**Directions for this task**
Retype the whole listing below word for word, omitting any pictures from your copy.

**Data provided**
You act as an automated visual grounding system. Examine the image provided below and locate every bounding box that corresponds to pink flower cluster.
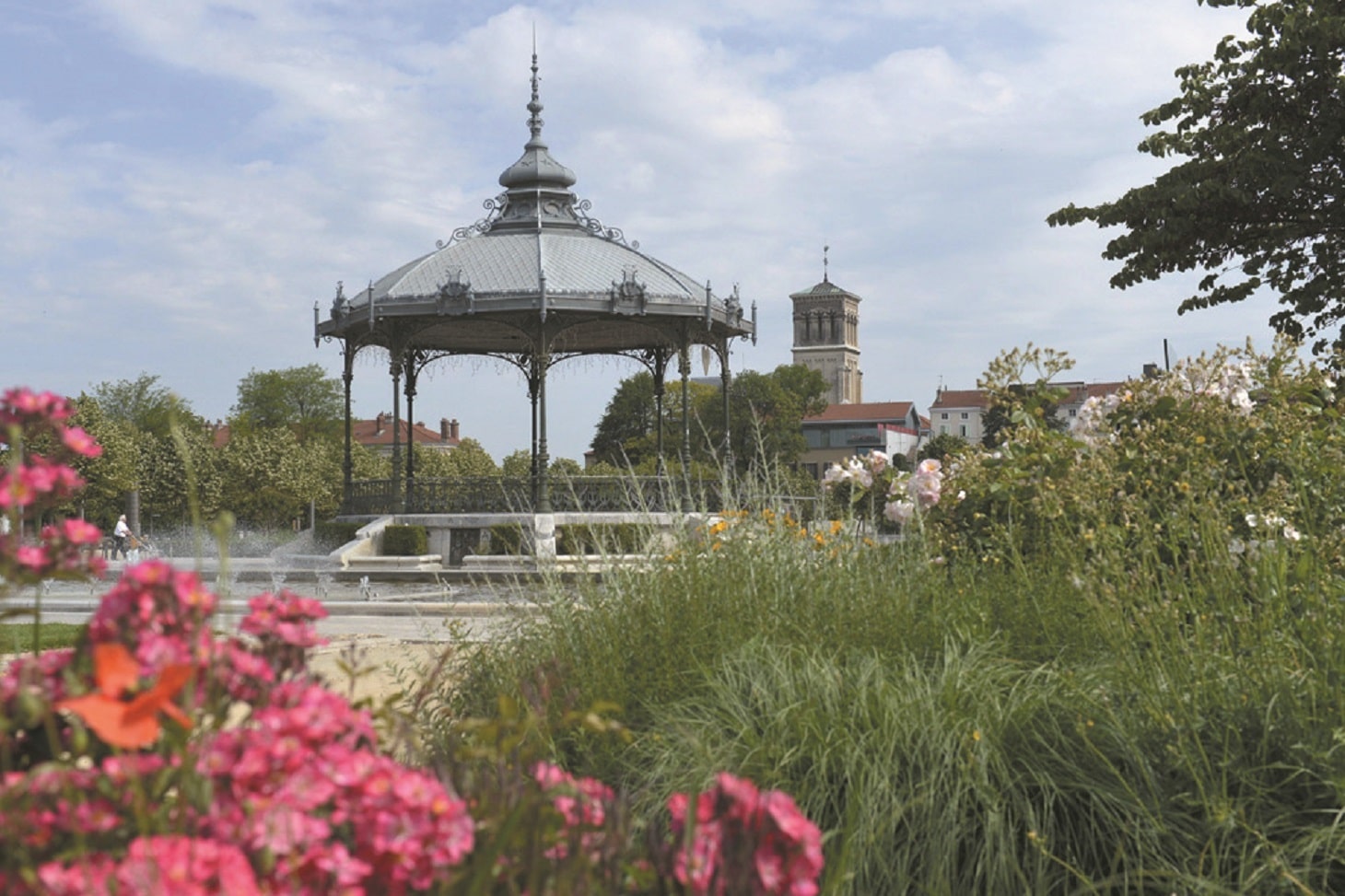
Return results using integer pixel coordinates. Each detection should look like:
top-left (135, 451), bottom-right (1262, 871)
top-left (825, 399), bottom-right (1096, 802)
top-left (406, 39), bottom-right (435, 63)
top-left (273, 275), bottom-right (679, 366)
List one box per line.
top-left (669, 773), bottom-right (822, 896)
top-left (0, 563), bottom-right (474, 896)
top-left (38, 834), bottom-right (263, 896)
top-left (0, 389), bottom-right (103, 584)
top-left (88, 560), bottom-right (216, 675)
top-left (201, 680), bottom-right (474, 896)
top-left (240, 590), bottom-right (327, 672)
top-left (0, 390), bottom-right (822, 896)
top-left (883, 458), bottom-right (942, 526)
top-left (532, 762), bottom-right (616, 865)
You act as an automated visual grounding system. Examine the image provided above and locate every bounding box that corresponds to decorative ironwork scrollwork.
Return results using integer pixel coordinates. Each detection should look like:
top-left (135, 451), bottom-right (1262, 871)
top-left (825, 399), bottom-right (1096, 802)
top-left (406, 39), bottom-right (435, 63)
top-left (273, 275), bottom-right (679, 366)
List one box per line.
top-left (608, 265), bottom-right (649, 315)
top-left (574, 199), bottom-right (640, 249)
top-left (435, 268), bottom-right (476, 315)
top-left (435, 192), bottom-right (509, 249)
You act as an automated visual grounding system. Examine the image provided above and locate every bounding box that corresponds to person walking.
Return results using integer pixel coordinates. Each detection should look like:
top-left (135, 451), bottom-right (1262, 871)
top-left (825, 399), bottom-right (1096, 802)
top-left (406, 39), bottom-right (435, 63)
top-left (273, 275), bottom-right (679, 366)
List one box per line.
top-left (111, 514), bottom-right (131, 560)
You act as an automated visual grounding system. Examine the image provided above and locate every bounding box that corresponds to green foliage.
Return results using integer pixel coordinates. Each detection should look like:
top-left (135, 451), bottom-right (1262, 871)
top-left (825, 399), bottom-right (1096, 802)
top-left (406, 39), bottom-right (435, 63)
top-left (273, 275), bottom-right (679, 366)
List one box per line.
top-left (425, 340), bottom-right (1345, 893)
top-left (383, 526), bottom-right (429, 557)
top-left (591, 365), bottom-right (827, 471)
top-left (500, 448), bottom-right (532, 479)
top-left (977, 342), bottom-right (1075, 448)
top-left (702, 365), bottom-right (828, 471)
top-left (1047, 0), bottom-right (1345, 353)
top-left (230, 365), bottom-right (345, 444)
top-left (73, 396), bottom-right (148, 531)
top-left (439, 438), bottom-right (499, 476)
top-left (220, 429), bottom-right (342, 528)
top-left (0, 621), bottom-right (85, 654)
top-left (591, 371), bottom-right (722, 470)
top-left (90, 373), bottom-right (205, 438)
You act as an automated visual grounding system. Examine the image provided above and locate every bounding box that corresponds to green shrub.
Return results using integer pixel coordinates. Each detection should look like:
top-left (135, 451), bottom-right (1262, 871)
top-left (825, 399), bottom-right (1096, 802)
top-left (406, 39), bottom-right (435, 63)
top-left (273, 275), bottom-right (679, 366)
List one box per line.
top-left (422, 347), bottom-right (1345, 893)
top-left (383, 526), bottom-right (429, 557)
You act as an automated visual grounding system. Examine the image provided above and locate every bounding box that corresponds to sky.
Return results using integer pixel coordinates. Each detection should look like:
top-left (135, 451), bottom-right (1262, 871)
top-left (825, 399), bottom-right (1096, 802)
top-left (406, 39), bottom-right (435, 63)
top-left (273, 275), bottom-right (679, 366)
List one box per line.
top-left (0, 0), bottom-right (1277, 459)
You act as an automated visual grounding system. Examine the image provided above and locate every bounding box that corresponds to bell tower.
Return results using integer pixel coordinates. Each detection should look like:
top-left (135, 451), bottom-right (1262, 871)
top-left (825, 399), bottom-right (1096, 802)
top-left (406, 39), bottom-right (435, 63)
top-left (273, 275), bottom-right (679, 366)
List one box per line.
top-left (789, 246), bottom-right (863, 405)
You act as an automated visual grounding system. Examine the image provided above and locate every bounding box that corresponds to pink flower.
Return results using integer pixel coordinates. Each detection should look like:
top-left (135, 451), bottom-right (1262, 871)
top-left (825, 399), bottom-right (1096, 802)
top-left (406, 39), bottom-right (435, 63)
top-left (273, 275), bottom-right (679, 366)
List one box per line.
top-left (669, 774), bottom-right (822, 896)
top-left (116, 835), bottom-right (261, 896)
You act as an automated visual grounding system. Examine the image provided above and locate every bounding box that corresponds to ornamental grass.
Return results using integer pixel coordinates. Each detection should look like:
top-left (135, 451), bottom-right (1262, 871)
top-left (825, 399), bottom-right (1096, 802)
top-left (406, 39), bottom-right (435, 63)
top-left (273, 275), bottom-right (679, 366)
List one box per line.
top-left (0, 389), bottom-right (824, 896)
top-left (440, 340), bottom-right (1345, 895)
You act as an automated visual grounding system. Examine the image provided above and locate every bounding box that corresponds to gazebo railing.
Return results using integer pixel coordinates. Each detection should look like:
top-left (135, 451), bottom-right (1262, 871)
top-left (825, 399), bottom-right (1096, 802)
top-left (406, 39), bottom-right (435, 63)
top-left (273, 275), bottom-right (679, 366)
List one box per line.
top-left (342, 476), bottom-right (722, 517)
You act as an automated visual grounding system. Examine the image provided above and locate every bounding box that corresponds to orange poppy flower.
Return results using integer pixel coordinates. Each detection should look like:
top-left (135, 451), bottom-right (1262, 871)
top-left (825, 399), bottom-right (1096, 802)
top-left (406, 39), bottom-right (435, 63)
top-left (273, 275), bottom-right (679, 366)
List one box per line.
top-left (56, 643), bottom-right (193, 750)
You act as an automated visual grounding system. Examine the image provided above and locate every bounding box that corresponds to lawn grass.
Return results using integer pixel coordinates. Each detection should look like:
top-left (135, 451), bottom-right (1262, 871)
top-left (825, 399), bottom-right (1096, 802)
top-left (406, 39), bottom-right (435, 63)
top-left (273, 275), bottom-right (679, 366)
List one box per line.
top-left (0, 622), bottom-right (85, 654)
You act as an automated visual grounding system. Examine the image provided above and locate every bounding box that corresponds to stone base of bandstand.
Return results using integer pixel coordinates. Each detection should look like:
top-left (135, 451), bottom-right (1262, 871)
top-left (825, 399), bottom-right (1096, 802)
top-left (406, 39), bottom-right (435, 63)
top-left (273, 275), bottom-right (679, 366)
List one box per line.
top-left (331, 511), bottom-right (701, 577)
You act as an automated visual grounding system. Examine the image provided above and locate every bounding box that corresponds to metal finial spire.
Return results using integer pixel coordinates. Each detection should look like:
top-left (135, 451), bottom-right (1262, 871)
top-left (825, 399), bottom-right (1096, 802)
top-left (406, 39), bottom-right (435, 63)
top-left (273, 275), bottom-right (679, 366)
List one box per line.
top-left (527, 26), bottom-right (546, 145)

**Final result**
You act as an automated visual grounding system. Examine the image provided below and locate every bounding box that corresponds to pink flower cluster.
Return results using integer pixel coordinates. Each detection should look like:
top-left (135, 451), bottom-right (1262, 871)
top-left (825, 399), bottom-right (1096, 802)
top-left (406, 39), bottom-right (435, 63)
top-left (273, 275), bottom-right (679, 366)
List one box per line.
top-left (669, 773), bottom-right (822, 896)
top-left (0, 563), bottom-right (474, 896)
top-left (38, 834), bottom-right (263, 896)
top-left (0, 389), bottom-right (103, 584)
top-left (88, 560), bottom-right (216, 675)
top-left (201, 680), bottom-right (474, 896)
top-left (240, 590), bottom-right (327, 672)
top-left (0, 390), bottom-right (822, 896)
top-left (883, 458), bottom-right (942, 526)
top-left (532, 762), bottom-right (616, 865)
You act as an automated visual grounding system. Examine the image provided above and locate every bounding box that corresponds to decorative ironwork scrollwork.
Return results using integer pixel coordinates. Each detection should look like:
top-left (135, 451), bottom-right (1262, 871)
top-left (825, 399), bottom-right (1096, 802)
top-left (406, 39), bottom-right (435, 63)
top-left (273, 275), bottom-right (679, 366)
List one box per line.
top-left (608, 265), bottom-right (649, 315)
top-left (574, 199), bottom-right (640, 249)
top-left (435, 268), bottom-right (476, 315)
top-left (435, 192), bottom-right (509, 249)
You act as an automated visual grounding system. Examine the image provided above and locate every bounding box that corresponds to person walking.
Return results using integer pixel coordinates. Each detection should look like:
top-left (135, 451), bottom-right (1262, 871)
top-left (825, 399), bottom-right (1096, 802)
top-left (406, 39), bottom-right (435, 63)
top-left (273, 275), bottom-right (679, 366)
List one box per line.
top-left (111, 514), bottom-right (131, 560)
You act as an automated visual grounding system. Examine the image provided above and locate every bounding box that corresponds to green foliage.
Return results using integer pixel coordinates. Each detection should look like:
top-left (135, 451), bottom-right (1262, 871)
top-left (825, 399), bottom-right (1096, 802)
top-left (406, 39), bottom-right (435, 63)
top-left (273, 275), bottom-right (679, 366)
List one box per line.
top-left (425, 340), bottom-right (1345, 893)
top-left (383, 526), bottom-right (429, 557)
top-left (591, 365), bottom-right (827, 471)
top-left (500, 448), bottom-right (532, 479)
top-left (977, 342), bottom-right (1075, 448)
top-left (702, 365), bottom-right (828, 471)
top-left (1047, 0), bottom-right (1345, 353)
top-left (230, 365), bottom-right (345, 444)
top-left (73, 396), bottom-right (148, 531)
top-left (439, 438), bottom-right (499, 476)
top-left (220, 429), bottom-right (342, 528)
top-left (0, 621), bottom-right (85, 654)
top-left (591, 371), bottom-right (722, 470)
top-left (90, 373), bottom-right (205, 438)
You act as an automated visual grounding system. Examine the image provided above and locate every bounding box that corresponds to green shrub.
Return results using integer pixel coordinates. Each detection should look like:
top-left (135, 451), bottom-right (1262, 871)
top-left (825, 399), bottom-right (1096, 802)
top-left (406, 39), bottom-right (435, 63)
top-left (273, 275), bottom-right (679, 366)
List one box per line.
top-left (422, 347), bottom-right (1345, 893)
top-left (383, 526), bottom-right (429, 557)
You act as an automated visual grounding system. Examine the image provided above and locate every bounding box that corresponds to sky.
Return results using integer pixel coordinates. Each detection should look like:
top-left (135, 451), bottom-right (1262, 871)
top-left (825, 399), bottom-right (1096, 802)
top-left (406, 39), bottom-right (435, 63)
top-left (273, 275), bottom-right (679, 366)
List one box per line.
top-left (0, 0), bottom-right (1277, 459)
You act as an automated visual grounding system. Examine the image provided above and locate every bounding box that corresponds to bell tower.
Return results using integer pixel coordinates. Each detection should look like:
top-left (135, 451), bottom-right (1262, 871)
top-left (825, 399), bottom-right (1096, 802)
top-left (406, 39), bottom-right (435, 63)
top-left (273, 275), bottom-right (679, 366)
List one box per line.
top-left (789, 246), bottom-right (863, 405)
You act as an automated visual grounding system. Examine the image provided above and locate every bounding box that corresponds to pink flower.
Return results using integer pixel coordinates. Each detection should look like:
top-left (135, 451), bottom-right (1262, 871)
top-left (825, 399), bottom-right (1096, 802)
top-left (406, 39), bottom-right (435, 63)
top-left (273, 275), bottom-right (679, 366)
List one box per line.
top-left (669, 774), bottom-right (822, 896)
top-left (116, 835), bottom-right (261, 896)
You act as an automated visual grounding system. Examine the image provided above and locate every bounding box that corresponds to ornamental grass.
Return results using integer pixel coordinates. Each detection should look like:
top-left (135, 451), bottom-right (1262, 871)
top-left (825, 399), bottom-right (1096, 802)
top-left (406, 39), bottom-right (435, 63)
top-left (273, 275), bottom-right (679, 366)
List one box per line.
top-left (0, 389), bottom-right (824, 896)
top-left (440, 340), bottom-right (1345, 895)
You act as an automated visual grounding system. Examine the image provided above and locate every bounding box that corresponds to gazebo railing.
Return results using integer pixel coordinates. Each detection should look like:
top-left (135, 451), bottom-right (1262, 871)
top-left (825, 399), bottom-right (1096, 802)
top-left (406, 39), bottom-right (435, 63)
top-left (273, 275), bottom-right (679, 366)
List one box per line.
top-left (342, 476), bottom-right (722, 517)
You act as an automated visual grounding system. Examine the image provided above and locate every bounding box that corresponds to orange poppy flower.
Return results using integer pixel coordinates. Each detection should look like:
top-left (135, 451), bottom-right (1262, 871)
top-left (825, 399), bottom-right (1096, 802)
top-left (406, 39), bottom-right (435, 63)
top-left (273, 275), bottom-right (679, 366)
List one box per line.
top-left (56, 643), bottom-right (193, 750)
You act as an automated visual grounding system. Examine the image provided above and locate every bounding box that corresponds to lawn grass.
Return results using integer pixel coordinates. Each detection should look like:
top-left (135, 451), bottom-right (1262, 871)
top-left (825, 399), bottom-right (1096, 802)
top-left (406, 39), bottom-right (435, 63)
top-left (273, 275), bottom-right (679, 366)
List one box per line.
top-left (0, 622), bottom-right (85, 654)
You act as an automated visual grounding system. Examine the image provided above and locate every bounding box that corresponds to stone base of bandstand.
Return results using integer pixel coordinates. Each detection should look like:
top-left (135, 451), bottom-right (1262, 871)
top-left (825, 399), bottom-right (1096, 802)
top-left (406, 39), bottom-right (435, 63)
top-left (273, 275), bottom-right (679, 366)
List one box per line.
top-left (331, 511), bottom-right (701, 577)
You act as an automated visual grounding system. Examine the image provided above and locate every bounding box that corresponds to metal finial spire.
Return results using integer pixel coordinates. Each detection should look like:
top-left (135, 451), bottom-right (1262, 871)
top-left (825, 399), bottom-right (1096, 802)
top-left (406, 39), bottom-right (435, 63)
top-left (273, 275), bottom-right (679, 366)
List one box per line.
top-left (527, 26), bottom-right (546, 145)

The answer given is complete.